Records of labeled boxes:

'''

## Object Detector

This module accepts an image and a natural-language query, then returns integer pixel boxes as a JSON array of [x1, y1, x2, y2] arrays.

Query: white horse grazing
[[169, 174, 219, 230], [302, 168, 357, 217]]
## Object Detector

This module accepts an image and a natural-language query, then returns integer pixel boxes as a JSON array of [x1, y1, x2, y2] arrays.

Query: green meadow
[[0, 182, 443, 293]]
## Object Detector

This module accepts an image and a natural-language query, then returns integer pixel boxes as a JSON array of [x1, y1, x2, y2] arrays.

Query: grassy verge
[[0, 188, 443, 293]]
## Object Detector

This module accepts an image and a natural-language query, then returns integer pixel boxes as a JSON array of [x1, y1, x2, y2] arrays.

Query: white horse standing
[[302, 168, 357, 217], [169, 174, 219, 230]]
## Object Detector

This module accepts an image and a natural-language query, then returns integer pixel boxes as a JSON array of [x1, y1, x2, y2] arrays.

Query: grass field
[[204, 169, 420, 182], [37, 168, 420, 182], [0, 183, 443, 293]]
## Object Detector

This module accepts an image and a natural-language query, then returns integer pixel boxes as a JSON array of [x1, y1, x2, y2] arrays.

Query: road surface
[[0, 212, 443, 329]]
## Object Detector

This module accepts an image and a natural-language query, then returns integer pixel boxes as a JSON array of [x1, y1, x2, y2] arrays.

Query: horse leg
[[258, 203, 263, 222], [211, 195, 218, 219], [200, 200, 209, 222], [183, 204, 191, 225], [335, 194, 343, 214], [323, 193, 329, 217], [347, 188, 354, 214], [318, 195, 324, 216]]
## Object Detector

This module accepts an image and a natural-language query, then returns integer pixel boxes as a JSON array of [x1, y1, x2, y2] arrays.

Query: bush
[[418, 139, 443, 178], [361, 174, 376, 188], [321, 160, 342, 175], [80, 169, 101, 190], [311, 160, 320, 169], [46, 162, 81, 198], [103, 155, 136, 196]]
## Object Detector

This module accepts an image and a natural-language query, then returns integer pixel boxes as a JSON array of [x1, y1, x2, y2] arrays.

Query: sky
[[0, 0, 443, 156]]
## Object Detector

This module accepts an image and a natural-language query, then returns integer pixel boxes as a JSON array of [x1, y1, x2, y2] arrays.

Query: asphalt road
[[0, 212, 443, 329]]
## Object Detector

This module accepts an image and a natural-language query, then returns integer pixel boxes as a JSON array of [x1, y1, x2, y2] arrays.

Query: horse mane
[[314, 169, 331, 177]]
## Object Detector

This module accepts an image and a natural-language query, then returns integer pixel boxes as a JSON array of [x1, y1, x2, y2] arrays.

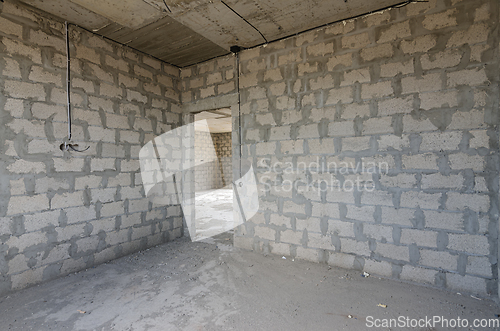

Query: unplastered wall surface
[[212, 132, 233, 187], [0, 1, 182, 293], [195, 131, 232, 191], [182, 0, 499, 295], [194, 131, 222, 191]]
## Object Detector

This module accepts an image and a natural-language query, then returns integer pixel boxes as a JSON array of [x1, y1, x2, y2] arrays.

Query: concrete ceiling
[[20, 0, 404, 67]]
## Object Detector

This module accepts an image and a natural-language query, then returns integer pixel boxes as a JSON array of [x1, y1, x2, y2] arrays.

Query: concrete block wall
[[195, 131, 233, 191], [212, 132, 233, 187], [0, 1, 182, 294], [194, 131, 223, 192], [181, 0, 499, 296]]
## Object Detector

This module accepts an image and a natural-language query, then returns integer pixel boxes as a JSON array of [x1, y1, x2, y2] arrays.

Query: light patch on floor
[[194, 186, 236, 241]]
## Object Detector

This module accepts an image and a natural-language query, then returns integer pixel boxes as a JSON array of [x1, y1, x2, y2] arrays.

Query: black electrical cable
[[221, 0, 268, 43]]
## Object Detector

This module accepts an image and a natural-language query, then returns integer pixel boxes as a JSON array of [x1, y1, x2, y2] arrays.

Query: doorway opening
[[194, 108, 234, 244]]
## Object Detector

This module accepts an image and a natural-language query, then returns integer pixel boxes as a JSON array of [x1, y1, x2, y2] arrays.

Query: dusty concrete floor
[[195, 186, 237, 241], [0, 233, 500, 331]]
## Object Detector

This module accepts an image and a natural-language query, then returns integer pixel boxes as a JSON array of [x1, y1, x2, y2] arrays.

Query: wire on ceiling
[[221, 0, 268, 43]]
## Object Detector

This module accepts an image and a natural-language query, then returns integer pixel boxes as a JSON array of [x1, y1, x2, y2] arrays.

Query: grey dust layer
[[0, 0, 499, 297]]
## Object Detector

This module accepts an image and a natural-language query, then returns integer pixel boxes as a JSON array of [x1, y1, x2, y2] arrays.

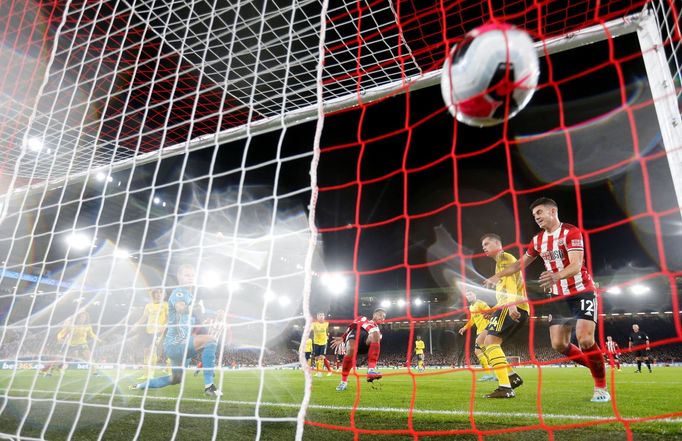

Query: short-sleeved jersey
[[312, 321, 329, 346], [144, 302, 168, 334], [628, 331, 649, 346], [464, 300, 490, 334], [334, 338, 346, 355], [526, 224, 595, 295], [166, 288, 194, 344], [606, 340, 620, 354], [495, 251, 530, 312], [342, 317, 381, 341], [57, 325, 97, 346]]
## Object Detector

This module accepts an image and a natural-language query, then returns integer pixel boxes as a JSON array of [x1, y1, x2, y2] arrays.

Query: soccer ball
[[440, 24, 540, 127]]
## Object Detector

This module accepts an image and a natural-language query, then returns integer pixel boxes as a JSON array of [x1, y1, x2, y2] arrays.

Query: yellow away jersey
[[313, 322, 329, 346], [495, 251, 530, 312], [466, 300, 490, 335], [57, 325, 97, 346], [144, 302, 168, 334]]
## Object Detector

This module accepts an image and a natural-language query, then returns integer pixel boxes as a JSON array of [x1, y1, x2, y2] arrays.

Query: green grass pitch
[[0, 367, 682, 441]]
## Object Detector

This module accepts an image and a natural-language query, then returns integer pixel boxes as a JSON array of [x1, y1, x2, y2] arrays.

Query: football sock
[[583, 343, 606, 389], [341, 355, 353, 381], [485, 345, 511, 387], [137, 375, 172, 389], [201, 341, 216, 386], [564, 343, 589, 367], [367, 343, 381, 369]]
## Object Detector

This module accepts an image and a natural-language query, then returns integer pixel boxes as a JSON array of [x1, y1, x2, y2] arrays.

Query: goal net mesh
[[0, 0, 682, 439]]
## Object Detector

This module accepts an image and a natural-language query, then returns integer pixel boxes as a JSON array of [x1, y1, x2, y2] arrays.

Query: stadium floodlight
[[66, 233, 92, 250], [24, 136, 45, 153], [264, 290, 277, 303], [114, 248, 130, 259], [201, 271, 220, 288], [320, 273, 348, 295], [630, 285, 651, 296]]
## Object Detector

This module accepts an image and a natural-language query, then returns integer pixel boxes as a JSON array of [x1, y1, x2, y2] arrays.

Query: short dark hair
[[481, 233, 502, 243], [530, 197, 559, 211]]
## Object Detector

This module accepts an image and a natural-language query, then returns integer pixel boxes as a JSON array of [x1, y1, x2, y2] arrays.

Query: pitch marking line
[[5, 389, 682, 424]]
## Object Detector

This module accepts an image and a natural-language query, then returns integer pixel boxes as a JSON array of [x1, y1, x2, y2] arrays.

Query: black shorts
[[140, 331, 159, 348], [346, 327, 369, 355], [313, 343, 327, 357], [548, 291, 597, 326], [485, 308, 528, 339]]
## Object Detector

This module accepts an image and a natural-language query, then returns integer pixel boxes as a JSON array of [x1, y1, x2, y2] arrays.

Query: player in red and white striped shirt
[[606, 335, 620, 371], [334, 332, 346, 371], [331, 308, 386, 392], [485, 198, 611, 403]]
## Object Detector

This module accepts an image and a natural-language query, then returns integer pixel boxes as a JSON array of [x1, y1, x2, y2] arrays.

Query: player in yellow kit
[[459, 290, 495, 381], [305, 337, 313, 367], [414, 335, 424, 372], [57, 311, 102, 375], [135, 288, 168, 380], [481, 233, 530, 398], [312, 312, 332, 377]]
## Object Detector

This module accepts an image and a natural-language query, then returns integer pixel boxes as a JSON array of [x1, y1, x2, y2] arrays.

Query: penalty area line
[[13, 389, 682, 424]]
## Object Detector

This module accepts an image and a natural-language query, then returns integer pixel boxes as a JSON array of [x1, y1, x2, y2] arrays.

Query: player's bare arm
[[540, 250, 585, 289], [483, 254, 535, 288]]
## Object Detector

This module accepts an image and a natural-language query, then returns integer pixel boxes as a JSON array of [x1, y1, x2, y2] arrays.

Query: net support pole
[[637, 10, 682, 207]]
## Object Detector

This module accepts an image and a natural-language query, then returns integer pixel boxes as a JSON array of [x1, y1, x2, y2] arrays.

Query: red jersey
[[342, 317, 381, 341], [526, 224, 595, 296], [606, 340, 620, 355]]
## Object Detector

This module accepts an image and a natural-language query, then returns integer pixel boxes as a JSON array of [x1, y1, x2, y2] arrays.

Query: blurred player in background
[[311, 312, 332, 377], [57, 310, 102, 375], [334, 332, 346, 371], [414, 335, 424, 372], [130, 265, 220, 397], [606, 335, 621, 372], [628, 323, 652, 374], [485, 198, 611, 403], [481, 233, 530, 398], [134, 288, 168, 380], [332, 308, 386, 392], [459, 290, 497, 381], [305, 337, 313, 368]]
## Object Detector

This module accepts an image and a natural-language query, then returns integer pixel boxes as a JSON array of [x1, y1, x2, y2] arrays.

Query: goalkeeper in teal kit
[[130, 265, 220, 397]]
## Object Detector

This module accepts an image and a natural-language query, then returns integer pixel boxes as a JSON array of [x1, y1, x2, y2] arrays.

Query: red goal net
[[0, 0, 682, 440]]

'''

# [REQUIRED WORK]
Copy the listing above word for word, from its first line through the line containing "[[169, 174, 219, 230], [302, 168, 357, 217]]", with both of those lines included.

# [FINISHED EXERCISE]
## Object Detector

This module accepts an image and a natural-language query, then returns integer pixel boxes as a JSON array of [x1, y1, x2, y2] arrays.

Query: white horse grazing
[[169, 174, 219, 230], [302, 168, 357, 217]]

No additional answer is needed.